Goal of the exercise »
Go through the listing and copy every line word for word.

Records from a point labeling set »
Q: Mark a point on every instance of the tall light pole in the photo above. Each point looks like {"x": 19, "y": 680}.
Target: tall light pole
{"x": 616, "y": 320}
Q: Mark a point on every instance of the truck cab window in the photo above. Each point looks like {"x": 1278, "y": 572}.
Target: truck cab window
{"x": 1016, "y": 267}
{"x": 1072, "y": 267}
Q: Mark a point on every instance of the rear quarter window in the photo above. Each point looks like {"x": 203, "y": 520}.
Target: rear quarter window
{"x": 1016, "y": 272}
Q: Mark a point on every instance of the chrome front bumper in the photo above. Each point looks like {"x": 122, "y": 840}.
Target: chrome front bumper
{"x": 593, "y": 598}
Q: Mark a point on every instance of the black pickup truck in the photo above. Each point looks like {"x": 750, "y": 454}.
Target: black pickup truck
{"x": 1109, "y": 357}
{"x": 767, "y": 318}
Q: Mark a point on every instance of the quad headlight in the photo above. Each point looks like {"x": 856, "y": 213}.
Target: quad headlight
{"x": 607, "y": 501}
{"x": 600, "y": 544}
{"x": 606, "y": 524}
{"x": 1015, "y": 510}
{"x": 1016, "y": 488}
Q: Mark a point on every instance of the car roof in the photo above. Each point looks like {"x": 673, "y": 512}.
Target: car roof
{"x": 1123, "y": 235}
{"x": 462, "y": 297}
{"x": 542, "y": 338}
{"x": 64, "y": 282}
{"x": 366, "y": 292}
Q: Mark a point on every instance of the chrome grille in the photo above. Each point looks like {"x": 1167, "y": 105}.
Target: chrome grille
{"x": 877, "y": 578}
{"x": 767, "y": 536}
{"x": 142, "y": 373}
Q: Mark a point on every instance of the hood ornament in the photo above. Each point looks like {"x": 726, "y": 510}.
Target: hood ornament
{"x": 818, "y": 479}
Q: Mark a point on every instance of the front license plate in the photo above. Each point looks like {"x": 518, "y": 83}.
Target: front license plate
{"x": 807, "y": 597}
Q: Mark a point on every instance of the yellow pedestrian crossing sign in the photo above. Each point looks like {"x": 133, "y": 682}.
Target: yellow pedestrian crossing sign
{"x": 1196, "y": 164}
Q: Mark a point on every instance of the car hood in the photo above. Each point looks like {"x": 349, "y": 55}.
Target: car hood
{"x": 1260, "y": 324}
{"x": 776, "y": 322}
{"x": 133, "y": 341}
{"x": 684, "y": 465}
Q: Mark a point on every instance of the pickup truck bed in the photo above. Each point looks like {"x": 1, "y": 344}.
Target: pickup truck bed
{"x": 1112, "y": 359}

The answer »
Q: Mark a point on every instance of the tall light pole in the photo above. Each point looks like {"x": 19, "y": 680}.
Target: tall light pole
{"x": 616, "y": 320}
Q: Mark a point on every instance of the truck cab window in the photo above. Each point looks like {"x": 1278, "y": 572}.
Target: truck cab window
{"x": 1016, "y": 267}
{"x": 1072, "y": 267}
Q: Mark a point on every instance of the rear quarter window in the photo above. Each point looks like {"x": 203, "y": 520}.
Target: rear quarter window
{"x": 1016, "y": 272}
Q: Mark a point on every instance of the chrome front bumper in the photo above. Each point looks like {"x": 122, "y": 840}.
Target: chrome front bumper
{"x": 593, "y": 598}
Q: Mark a point on every instance of the black pickup truck in the photo above. Each point looks like {"x": 750, "y": 454}.
Target: black pickup truck
{"x": 1109, "y": 357}
{"x": 767, "y": 318}
Q: Mark a point on every instance of the quad headlight in the photo above. Each point looks like {"x": 856, "y": 213}.
Target: quad headlight
{"x": 607, "y": 501}
{"x": 600, "y": 544}
{"x": 606, "y": 524}
{"x": 1015, "y": 510}
{"x": 1016, "y": 488}
Q: Mark a point on every instance of the car roof in the photo above. Each point looks like {"x": 673, "y": 512}.
Target: car roof
{"x": 1123, "y": 235}
{"x": 462, "y": 297}
{"x": 542, "y": 338}
{"x": 64, "y": 282}
{"x": 366, "y": 292}
Q: Mark a point on every instance of the chrome grille in the photo above. Each point looks like {"x": 1167, "y": 105}.
Target: chrome grille
{"x": 877, "y": 578}
{"x": 767, "y": 536}
{"x": 142, "y": 373}
Q: Mark a point on every instance of the hood ornament in the photo above. Each point looks like {"x": 726, "y": 510}.
Target: hood ornament
{"x": 818, "y": 479}
Q: Mark a point on every instance of the front license plate in the photo above. Each point looks like {"x": 518, "y": 83}.
Target: front license plate
{"x": 807, "y": 597}
Q: Mark a point on every instance of the yellow pedestrian crossing sign in the photo above. Each point looks like {"x": 133, "y": 682}.
Target: yellow pedestrian crossing sign
{"x": 1196, "y": 164}
Q: Mark a point on every instance of the car hood in the photo above. Each point looks like {"x": 349, "y": 55}.
Target: car hood
{"x": 1260, "y": 324}
{"x": 776, "y": 322}
{"x": 133, "y": 341}
{"x": 684, "y": 465}
Q: Mark a point on every instance of the pickup truck bed in the photo above. Each point looks like {"x": 1, "y": 344}.
Target: pickup truck bed
{"x": 1112, "y": 359}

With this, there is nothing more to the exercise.